### Task brief
Begin at the line containing "Q: For each instance of the sun in" in the data below and go on through the line containing "Q: For each instance of the thatched", repeating each line exactly; include both ends and no other line.
━━━━━━━━━━━━━━━━
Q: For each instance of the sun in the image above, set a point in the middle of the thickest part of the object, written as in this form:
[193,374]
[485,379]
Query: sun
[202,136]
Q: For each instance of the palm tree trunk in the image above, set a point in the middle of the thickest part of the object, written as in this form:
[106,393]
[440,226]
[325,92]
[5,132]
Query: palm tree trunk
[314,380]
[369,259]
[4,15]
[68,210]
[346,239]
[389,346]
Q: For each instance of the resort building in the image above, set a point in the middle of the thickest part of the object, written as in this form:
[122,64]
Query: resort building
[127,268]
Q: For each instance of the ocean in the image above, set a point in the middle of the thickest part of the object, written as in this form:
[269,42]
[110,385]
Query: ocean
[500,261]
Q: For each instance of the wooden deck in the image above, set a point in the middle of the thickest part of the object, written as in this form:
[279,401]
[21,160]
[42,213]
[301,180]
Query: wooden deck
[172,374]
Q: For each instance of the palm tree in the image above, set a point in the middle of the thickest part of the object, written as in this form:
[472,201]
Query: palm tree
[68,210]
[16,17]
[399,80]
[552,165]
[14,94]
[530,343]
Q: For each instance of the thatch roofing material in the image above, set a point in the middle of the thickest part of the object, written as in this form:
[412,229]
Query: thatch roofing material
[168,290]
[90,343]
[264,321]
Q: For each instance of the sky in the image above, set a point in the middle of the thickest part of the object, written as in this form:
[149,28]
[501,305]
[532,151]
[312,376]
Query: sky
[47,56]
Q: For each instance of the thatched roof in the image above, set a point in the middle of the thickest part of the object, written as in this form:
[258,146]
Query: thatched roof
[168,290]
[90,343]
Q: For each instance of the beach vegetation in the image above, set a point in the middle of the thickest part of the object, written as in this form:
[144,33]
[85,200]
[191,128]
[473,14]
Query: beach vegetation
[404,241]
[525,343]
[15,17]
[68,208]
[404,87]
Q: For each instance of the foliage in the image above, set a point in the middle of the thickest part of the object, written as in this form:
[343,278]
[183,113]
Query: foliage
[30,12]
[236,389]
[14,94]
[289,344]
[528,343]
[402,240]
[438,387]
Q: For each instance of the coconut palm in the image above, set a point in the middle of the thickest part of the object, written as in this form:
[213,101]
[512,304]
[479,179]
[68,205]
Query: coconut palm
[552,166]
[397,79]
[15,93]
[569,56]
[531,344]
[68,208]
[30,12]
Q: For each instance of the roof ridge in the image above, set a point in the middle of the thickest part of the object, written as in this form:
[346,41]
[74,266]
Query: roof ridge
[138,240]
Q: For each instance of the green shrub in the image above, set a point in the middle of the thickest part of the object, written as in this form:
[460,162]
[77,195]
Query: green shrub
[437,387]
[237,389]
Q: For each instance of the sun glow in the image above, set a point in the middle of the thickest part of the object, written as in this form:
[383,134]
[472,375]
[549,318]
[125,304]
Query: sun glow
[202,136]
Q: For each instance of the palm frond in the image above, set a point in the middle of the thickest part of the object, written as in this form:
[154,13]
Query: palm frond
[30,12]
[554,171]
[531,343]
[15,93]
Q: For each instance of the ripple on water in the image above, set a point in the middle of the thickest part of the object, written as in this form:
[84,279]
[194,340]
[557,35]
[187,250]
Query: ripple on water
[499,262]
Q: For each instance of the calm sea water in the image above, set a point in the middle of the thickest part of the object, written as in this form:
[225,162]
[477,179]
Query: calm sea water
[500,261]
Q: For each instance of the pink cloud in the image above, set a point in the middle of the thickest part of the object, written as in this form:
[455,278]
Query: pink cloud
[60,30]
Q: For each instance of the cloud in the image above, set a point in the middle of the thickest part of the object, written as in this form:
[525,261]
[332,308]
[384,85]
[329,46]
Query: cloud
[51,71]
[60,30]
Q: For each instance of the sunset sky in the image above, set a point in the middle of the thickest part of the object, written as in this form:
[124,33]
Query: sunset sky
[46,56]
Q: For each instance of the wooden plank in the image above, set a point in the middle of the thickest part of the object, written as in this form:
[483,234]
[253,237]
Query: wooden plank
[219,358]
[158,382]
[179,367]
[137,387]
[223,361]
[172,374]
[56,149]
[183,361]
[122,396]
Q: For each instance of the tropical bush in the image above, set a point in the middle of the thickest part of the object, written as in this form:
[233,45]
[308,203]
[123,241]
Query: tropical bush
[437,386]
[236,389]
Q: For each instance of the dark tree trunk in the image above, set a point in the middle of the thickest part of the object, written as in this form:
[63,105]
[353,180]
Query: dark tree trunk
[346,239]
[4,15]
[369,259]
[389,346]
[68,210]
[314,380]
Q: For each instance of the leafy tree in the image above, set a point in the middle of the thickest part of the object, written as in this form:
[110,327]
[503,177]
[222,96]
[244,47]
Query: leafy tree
━━━━━━━━━━━━━━━━
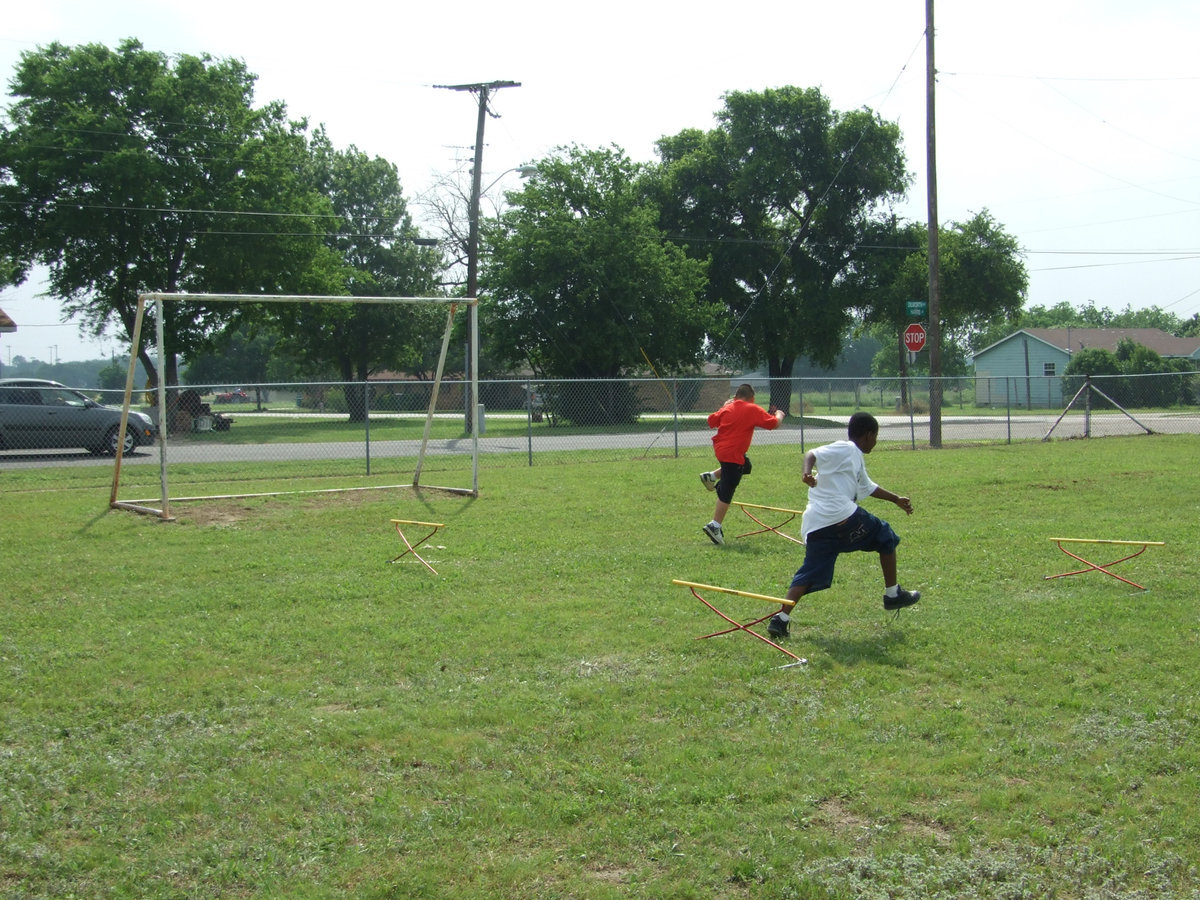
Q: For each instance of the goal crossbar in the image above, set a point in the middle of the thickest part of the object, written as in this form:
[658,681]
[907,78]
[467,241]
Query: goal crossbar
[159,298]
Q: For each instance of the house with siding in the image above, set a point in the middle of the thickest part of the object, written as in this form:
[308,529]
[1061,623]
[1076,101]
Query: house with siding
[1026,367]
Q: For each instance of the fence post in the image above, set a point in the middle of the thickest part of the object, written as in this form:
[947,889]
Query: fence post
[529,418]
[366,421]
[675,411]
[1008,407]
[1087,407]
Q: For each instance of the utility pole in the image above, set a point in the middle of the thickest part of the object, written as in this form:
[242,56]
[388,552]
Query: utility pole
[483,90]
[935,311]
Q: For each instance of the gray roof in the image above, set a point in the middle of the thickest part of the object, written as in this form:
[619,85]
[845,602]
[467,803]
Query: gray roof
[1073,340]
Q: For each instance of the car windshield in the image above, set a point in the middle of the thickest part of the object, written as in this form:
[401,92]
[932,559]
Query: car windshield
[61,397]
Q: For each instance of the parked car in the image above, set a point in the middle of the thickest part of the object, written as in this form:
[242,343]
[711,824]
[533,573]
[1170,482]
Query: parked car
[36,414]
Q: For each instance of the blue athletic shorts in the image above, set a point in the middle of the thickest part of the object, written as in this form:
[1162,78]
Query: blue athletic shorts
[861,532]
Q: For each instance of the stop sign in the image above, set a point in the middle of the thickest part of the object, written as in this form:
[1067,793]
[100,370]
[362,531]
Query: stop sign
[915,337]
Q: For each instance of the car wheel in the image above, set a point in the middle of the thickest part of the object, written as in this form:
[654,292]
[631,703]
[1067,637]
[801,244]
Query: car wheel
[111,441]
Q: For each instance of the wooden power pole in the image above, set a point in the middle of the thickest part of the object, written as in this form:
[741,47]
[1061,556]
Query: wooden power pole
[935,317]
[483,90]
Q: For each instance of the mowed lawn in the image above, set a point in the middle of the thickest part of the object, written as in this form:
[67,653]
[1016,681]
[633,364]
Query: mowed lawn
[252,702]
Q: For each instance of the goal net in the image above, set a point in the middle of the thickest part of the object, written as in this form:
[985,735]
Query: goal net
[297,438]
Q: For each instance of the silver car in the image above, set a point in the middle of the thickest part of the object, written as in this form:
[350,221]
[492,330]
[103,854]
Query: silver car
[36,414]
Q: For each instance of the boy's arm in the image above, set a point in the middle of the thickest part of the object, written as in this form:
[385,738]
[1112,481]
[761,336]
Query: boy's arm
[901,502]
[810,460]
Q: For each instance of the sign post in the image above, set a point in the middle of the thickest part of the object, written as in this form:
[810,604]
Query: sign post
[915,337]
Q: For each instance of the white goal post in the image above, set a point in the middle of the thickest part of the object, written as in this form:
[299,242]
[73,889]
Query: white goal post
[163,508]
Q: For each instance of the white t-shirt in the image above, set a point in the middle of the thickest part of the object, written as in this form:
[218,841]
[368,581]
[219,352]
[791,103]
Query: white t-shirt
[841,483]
━━━━━━━━━━━━━━━━
### Exercise result
Q: For each instance of the sun in the image above, set a point in the middle of the thickest part of the object, written as in this form:
[193,374]
[485,379]
Query: sun
[202,136]
Q: For each instance of the palm tree trunk in the image above, set a point in the middle of the thickest part of the object, written as in this form:
[106,393]
[440,226]
[325,92]
[5,132]
Query: palm tree trunk
[314,380]
[369,259]
[4,15]
[68,210]
[346,239]
[389,346]
Q: For each instance of the resort building in the image above, set a point in the middle of the thickest part of the object, written as in this form:
[122,64]
Query: resort building
[127,268]
Q: For each instance of the ocean in the image above, set a point in the middle of the thickest part of the object, written as in this form:
[269,42]
[110,385]
Query: ocean
[500,261]
Q: For each instance of the wooden deck in the image above, set a point in the middle of the thickest part of the object, written as in this form:
[279,401]
[21,160]
[42,213]
[301,180]
Query: wooden deck
[172,374]
Q: For each instance of the palm tree in the image above, set a point in the middle of the thickest part of the object, written as in this form:
[472,201]
Query: palm tree
[68,210]
[16,17]
[399,80]
[552,165]
[14,94]
[530,343]
Q: For each instance of the thatch roofing material in the image above, set a point in the middle of the thickest part of the object, written as in this form:
[412,229]
Query: thatch roofing material
[168,290]
[90,343]
[264,321]
Q: For each instance of the sky in the image above, set a point in the middle of the thickest part of the object, written as in this form:
[149,28]
[501,305]
[532,151]
[312,376]
Query: sky
[47,56]
Q: For each instance of the thatched roof in the image above, set a point in the middle of the thickest part of the object, written as in this form:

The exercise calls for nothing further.